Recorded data
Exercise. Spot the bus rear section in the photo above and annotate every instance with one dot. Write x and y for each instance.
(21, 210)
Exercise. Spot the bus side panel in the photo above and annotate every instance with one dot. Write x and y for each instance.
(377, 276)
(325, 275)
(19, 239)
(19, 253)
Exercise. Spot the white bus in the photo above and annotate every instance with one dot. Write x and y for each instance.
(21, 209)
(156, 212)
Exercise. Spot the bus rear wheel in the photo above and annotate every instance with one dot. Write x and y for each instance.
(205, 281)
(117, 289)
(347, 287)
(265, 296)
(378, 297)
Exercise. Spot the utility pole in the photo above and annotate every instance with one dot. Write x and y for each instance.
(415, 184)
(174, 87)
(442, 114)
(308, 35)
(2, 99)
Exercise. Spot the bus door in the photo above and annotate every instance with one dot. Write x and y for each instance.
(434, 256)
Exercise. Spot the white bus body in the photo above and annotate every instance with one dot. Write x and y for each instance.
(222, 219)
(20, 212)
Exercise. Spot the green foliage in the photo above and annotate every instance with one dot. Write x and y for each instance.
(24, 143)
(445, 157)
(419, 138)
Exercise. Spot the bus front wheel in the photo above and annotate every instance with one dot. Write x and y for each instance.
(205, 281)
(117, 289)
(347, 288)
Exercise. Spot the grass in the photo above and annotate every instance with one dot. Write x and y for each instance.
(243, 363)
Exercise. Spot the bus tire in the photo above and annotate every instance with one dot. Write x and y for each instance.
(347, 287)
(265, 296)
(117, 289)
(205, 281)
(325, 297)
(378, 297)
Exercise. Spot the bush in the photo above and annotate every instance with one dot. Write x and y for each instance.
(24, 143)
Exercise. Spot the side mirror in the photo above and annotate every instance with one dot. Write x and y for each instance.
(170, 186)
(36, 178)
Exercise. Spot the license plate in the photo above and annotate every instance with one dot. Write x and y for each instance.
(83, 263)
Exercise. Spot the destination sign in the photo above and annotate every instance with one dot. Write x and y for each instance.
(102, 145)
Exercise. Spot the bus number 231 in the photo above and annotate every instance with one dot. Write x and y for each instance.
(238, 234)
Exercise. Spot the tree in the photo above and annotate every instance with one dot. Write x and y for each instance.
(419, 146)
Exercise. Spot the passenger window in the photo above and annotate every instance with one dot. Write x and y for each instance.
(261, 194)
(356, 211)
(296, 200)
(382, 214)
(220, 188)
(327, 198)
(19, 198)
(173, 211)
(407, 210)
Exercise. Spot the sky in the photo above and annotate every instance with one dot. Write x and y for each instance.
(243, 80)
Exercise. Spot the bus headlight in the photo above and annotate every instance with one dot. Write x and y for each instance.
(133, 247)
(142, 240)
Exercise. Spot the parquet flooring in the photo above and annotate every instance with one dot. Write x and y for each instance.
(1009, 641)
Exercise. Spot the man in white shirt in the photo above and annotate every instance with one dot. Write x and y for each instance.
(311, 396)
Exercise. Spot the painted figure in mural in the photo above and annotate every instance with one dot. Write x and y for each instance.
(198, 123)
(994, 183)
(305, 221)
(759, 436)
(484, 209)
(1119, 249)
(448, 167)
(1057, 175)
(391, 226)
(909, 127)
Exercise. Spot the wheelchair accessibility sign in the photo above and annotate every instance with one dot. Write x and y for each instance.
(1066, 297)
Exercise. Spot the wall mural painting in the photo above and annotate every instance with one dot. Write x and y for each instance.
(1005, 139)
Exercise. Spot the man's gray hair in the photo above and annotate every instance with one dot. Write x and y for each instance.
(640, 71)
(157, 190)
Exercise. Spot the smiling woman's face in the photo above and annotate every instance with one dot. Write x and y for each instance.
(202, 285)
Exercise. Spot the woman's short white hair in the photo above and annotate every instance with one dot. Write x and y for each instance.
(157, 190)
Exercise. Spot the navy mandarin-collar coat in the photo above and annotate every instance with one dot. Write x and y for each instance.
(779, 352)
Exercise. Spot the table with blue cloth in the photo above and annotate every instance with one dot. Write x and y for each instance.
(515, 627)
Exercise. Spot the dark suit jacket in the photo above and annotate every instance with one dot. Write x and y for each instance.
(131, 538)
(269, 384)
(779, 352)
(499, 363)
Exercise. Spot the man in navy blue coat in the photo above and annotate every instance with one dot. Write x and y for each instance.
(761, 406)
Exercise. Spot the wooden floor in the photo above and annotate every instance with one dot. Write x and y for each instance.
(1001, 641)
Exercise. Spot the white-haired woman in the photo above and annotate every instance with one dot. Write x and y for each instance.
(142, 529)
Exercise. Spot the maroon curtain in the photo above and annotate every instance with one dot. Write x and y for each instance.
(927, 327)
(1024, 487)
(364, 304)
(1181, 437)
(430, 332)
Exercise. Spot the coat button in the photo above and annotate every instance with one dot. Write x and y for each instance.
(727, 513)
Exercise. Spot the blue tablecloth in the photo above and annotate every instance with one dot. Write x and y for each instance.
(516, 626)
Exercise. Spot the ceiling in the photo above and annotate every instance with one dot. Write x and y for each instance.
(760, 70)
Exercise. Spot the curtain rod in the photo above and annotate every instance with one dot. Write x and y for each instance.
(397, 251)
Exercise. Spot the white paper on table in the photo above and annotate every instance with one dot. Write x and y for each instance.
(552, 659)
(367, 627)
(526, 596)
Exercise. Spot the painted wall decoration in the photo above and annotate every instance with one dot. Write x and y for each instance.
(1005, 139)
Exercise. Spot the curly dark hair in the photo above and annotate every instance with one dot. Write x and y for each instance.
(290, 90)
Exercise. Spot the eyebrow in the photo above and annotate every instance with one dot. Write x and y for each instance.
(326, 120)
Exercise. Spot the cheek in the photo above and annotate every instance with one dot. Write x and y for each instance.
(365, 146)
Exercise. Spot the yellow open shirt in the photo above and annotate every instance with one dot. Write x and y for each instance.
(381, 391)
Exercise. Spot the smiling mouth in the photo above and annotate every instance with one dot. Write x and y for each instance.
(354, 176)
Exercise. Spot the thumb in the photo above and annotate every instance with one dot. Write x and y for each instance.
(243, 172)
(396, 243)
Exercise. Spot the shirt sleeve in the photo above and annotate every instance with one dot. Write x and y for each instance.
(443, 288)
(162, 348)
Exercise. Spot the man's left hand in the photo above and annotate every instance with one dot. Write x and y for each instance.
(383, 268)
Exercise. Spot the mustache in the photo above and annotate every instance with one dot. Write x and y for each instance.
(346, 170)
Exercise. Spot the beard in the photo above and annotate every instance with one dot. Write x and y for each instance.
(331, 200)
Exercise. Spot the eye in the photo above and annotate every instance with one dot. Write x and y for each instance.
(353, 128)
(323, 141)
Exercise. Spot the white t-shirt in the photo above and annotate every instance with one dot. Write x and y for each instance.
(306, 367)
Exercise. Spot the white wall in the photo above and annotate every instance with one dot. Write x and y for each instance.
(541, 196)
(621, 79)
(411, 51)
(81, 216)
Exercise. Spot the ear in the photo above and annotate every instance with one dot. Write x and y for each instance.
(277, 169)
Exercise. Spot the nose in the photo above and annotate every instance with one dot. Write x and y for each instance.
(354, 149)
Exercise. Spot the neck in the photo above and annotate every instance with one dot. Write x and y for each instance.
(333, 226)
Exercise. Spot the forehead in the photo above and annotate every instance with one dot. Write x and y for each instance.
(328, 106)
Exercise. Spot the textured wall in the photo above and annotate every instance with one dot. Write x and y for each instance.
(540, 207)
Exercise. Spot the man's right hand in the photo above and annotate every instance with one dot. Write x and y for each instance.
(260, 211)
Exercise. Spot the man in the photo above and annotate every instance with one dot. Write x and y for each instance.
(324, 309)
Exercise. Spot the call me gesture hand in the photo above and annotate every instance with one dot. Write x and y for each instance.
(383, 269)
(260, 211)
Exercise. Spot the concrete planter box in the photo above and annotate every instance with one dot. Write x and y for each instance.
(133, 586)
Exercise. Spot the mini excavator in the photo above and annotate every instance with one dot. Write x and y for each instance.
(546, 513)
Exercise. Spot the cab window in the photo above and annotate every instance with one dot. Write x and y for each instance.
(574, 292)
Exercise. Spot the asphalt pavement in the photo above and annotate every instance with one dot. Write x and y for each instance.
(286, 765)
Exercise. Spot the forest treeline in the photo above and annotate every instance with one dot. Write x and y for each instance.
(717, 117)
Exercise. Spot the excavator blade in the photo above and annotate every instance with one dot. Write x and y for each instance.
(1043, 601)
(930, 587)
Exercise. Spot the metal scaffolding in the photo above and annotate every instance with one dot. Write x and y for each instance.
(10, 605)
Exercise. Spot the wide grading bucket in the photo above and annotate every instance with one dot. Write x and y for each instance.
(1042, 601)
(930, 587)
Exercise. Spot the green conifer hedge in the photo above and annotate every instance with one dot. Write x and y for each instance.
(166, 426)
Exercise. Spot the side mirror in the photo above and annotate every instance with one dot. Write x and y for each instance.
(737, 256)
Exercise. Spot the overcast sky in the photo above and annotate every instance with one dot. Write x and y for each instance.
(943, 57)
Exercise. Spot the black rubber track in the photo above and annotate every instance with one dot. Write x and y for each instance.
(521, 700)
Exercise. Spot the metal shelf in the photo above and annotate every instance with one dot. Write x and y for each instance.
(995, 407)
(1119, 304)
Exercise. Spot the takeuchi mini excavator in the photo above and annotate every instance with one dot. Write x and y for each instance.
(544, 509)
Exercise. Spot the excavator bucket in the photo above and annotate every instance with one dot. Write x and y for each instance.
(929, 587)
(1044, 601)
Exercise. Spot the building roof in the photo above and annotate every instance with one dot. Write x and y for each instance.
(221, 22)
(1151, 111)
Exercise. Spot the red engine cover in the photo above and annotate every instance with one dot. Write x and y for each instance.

PROBLEM TO SOLVE
Only the lines from the line with "Exercise. Spot the excavator bucket" to the final line of the entries are to be returned, each exactly as written, both ends included.

EXERCISE RESULT
Exercise. Spot the excavator bucket in the photo above and annotate every instance with one dot. Write x and y for each instance.
(929, 587)
(1044, 601)
Exercise. Spot the building roof in the photo above and annotate every instance with one dot. Write x and y for each instance.
(221, 22)
(1151, 111)
Exercise. Spot the red engine cover in the photo above and annotate every instance with one dot. Write x and y for each instance.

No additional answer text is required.